#### Text under study:
Conatus soars (again) after heralding positive data from a small liver study

San Diego-based Conatus Pharmaceuticals ($CNAT) has scored another big surge in its stock price after a short, small midstage study provided bragging rights to a success in treating an indicator for liver damage that afflicts patients suffering from NASH and hepatitis C.

Among 22 patients with damage to their livers, investigators tracked what they called a statistically significant improvement in hepatic venous pressure gradient (HVPG)--a measurement of pressure in the portal vein--and an improvement from baseline in cleaved cytokeratin 18 (cCK18), a biomarker of excessive cell death that contributes to chronic inflammation, after being dosed with emricasan.

Emricasan is an oral caspase protease inhibitor that's being used to tackle enzymes which play a role in liver disease.

The biotech painted the data as another proof-of-concept example of the potential that this drug has in a hot market. And investors were happy to jump in, pushing the company's share price up more than 40% on the data Wednesday evening.

#### Study material:
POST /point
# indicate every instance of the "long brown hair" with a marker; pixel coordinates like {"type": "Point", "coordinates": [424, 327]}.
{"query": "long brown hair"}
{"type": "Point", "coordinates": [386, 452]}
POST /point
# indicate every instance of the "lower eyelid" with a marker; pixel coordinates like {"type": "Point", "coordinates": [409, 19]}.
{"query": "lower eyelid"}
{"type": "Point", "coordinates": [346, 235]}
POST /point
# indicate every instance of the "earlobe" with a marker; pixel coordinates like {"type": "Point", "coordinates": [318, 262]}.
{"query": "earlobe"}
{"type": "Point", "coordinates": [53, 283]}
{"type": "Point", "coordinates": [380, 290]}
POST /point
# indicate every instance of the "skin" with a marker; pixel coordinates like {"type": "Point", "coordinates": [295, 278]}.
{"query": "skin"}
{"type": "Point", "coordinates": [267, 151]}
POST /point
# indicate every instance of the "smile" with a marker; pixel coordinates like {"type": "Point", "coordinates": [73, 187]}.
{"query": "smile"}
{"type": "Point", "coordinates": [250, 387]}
...
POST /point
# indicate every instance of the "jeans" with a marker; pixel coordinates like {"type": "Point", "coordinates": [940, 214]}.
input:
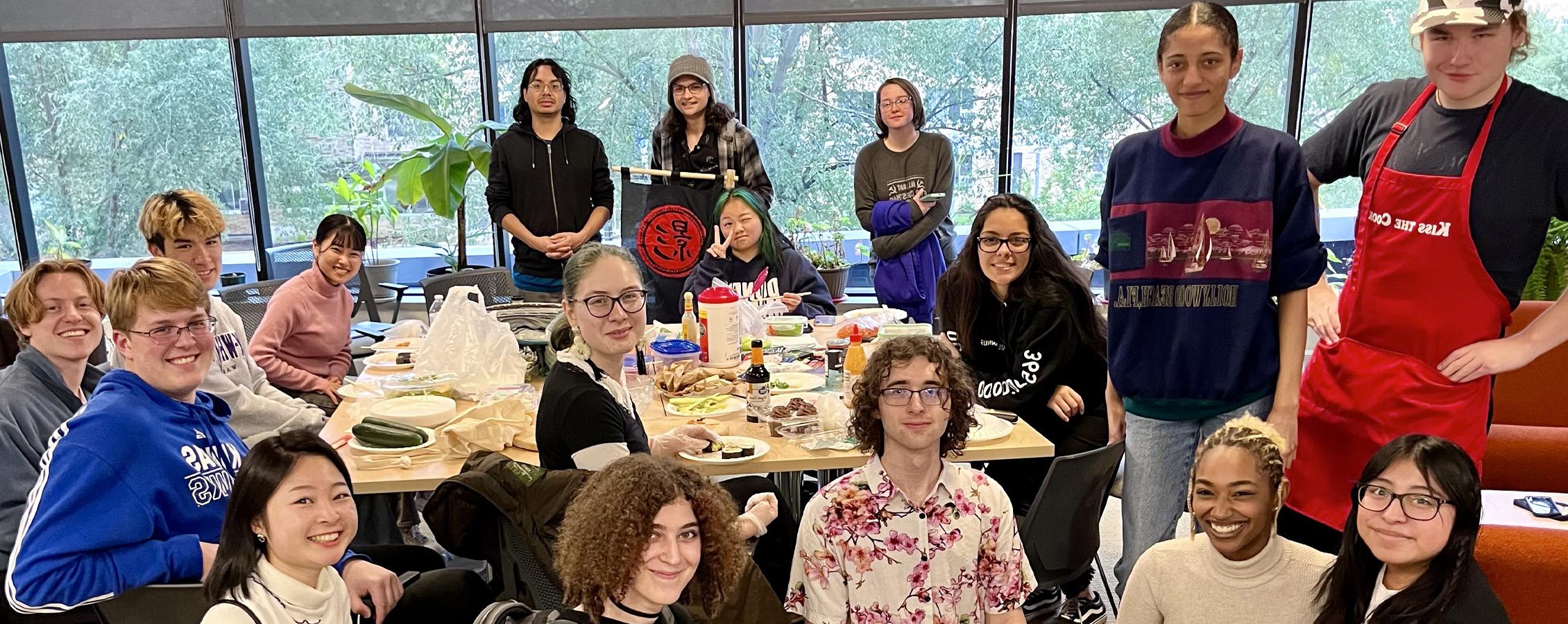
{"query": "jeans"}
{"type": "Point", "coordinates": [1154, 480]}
* * *
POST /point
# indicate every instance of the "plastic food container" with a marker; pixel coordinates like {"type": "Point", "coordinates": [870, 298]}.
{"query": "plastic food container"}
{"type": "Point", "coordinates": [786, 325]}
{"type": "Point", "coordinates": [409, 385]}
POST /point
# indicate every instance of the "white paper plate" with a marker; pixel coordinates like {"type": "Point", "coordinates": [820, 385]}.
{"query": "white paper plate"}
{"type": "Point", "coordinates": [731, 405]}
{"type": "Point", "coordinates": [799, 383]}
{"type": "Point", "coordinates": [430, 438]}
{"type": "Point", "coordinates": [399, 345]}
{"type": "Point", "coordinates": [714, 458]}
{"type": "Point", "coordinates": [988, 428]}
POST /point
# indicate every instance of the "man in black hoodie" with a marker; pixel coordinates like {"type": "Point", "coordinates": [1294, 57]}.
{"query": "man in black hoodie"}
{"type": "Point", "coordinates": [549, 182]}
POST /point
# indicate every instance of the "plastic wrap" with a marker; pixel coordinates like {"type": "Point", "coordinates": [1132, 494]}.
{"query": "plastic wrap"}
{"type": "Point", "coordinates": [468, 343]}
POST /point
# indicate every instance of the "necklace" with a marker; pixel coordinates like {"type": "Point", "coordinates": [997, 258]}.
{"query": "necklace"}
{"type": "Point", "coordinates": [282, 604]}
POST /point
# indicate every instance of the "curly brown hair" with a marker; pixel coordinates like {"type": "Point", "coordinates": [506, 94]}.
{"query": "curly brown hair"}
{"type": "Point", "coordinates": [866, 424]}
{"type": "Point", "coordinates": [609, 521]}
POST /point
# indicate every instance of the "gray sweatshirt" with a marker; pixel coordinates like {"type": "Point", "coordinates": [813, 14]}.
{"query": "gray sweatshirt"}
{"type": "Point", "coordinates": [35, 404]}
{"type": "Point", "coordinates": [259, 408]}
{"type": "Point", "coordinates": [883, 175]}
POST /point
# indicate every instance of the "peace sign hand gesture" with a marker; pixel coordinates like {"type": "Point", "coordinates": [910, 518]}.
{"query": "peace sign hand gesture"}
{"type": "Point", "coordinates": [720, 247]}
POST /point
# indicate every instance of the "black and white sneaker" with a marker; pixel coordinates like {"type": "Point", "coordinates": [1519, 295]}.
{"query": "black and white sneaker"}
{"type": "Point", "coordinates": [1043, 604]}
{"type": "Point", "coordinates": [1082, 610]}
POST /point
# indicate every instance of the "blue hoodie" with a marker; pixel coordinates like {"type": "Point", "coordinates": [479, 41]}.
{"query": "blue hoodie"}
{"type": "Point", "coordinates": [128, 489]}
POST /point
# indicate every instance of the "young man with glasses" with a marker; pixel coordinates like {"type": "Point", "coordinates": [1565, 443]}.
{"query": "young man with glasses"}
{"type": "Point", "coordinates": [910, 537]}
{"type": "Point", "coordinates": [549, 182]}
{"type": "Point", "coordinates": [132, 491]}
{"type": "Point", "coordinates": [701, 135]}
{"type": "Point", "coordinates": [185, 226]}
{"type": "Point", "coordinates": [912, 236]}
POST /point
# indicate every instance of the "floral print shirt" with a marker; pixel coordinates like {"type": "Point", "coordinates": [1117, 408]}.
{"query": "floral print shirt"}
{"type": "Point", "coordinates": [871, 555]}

#### Exercises to complete:
1/ Extract from the Conatus liver study text, word for word, the part running from "San Diego-based Conatus" to "and hepatitis C.".
2/ Write what comes next in the text about Conatus and its liver study, starting right after its final sentence.

#### Task results:
1/
San Diego-based Conatus Pharmaceuticals ($CNAT) has scored another big surge in its stock price after a short, small midstage study provided bragging rights to a success in treating an indicator for liver damage that afflicts patients suffering from NASH and hepatitis C.

2/
This isn't the first time that Conatus has scored a big increase in its stock price on POC results from small studies. The same thing happened last March, when it produced biomarker data for nonalcoholic fatty liver disease.

Company executives were happy to herald these new results as clear support for more advanced studies with their drug. But the company has a long way to go before it can come up with the kind of data that will convince regulators of its benefits.

"We were excited to demonstrate that a drug candidate with the potential to achieve long-term resolution of fibrosis and cirrhosis also has the ability to induce a rapid and clinically meaningful reduction of severe portal hypertension," noted Dr. David Hagerty, executive vice president of clinical development at Conatus. "The reduction of portal pressure over a relatively short time frame in the patients with therapeutically relevant portal hypertension may reflect the initial impact of emricasan on the hyperdynamic circulation that is the predominant contributor to portal hypertension as cirrhosis progresses and/or a direct effect upon intrahepatic vasculature resistance. Future studies will be needed to assess the relative contribution of these mechanisms to the observed clinical effect. Decreasing HVPG has been identified by the FDA (U.S. Food and Drug Administration) as a validated, objective measure that may be acceptable as a surrogate endpoint for clinical trials of patients with liver cirrhosis. These results set the stage for future Phase 2b clinical trials in patients with cirrhosis and therapeutically relevant portal hypertension."